-- Begin SELECTED TEXT --

Daniel Bell and his research

Author  :       Source  :    Chinese Social Sciences Today     2014-01-20

Daniel A. Bell, professor of ethics and political philosophy and director of the Center for International and Comparative Political Philosophy at Tsinghua University and Zhiyuan Chair Professor of Arts and Humanities at Shanghai Jiao Tong University, left a strong impression on WAN’s correspondents in a speech at the Wilson Center.’s recent symposium “The Spirit of Cities: Why the Identity of a City Matters in a Global Age”. Bell’s contribution in transmitting Chinese philosophy to the world is beyond measure.

In the Western tradition, the first political thinking emerged out of comparison between different cities and the values they represented. Bell pointed out that by contrast, during China’s Warring States Period,“Political thinkers roamed between different kinds of cities with different ideas for making the state strong and secure, and the main schools of Chinese political thinking emerged out of the ferment of ideas in Warring States cities.”

-- End SELECTED TEXT --
-- Begin DATASET SECTION --

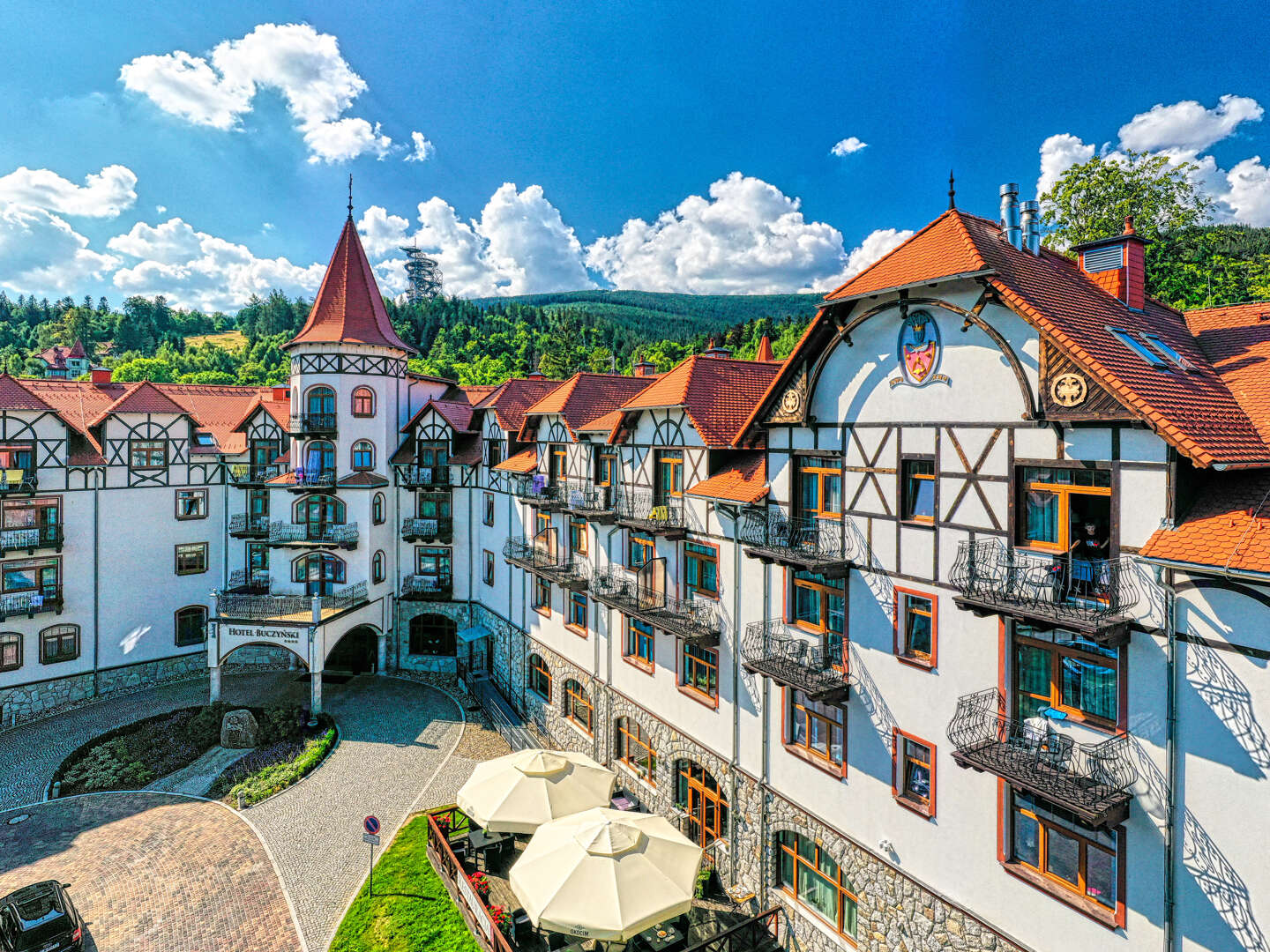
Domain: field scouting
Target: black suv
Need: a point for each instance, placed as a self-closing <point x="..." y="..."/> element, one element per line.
<point x="41" y="918"/>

-- End DATASET SECTION --

**WHAT YOU WILL DO**
1/ List every academic position the Daniel Bell article gives for Bell.
2/ In the Daniel Bell article, what was the title of the symposium where Bell spoke?
3/ Proceed with the Daniel Bell article from the point where it stops.
The listing has no connection to the Daniel Bell article.

**EXPECTED RESPONSES**
1/
- Professor of ethics and political philosophy at Tsinghua University
- Director of the Center for International and Comparative Political Philosophy at Tsinghua University
- Zhiyuan Chair Professor of Arts and Humanities at Shanghai Jiao Tong University

2/ "The Spirit of Cities: Why the Identity of a City Matters in a Global Age"

3/
In numerous works, including The Spirit of Cities: Why the Identity of a City Matters in a Global Age Beyond Liberal Democracy: Political Thinking for an East Asian Context and East Meets West: Human Rights and Democracy in East Asia, Bell repeatedly develops the idea that a defining element of city in modern society is a unique “ethos” or “spirit” which reflects and embodies the different political and social values of a city. Calling it one of the most successful city slogans, he noted how “I love NY” has shaped people’s impression of New York. Cities, like people, have distinctive personalities, Bell maintains, noting that comparisons between the ways of life in different cities are commonplace, and that judgments toward cities are typically more open than those toward countries.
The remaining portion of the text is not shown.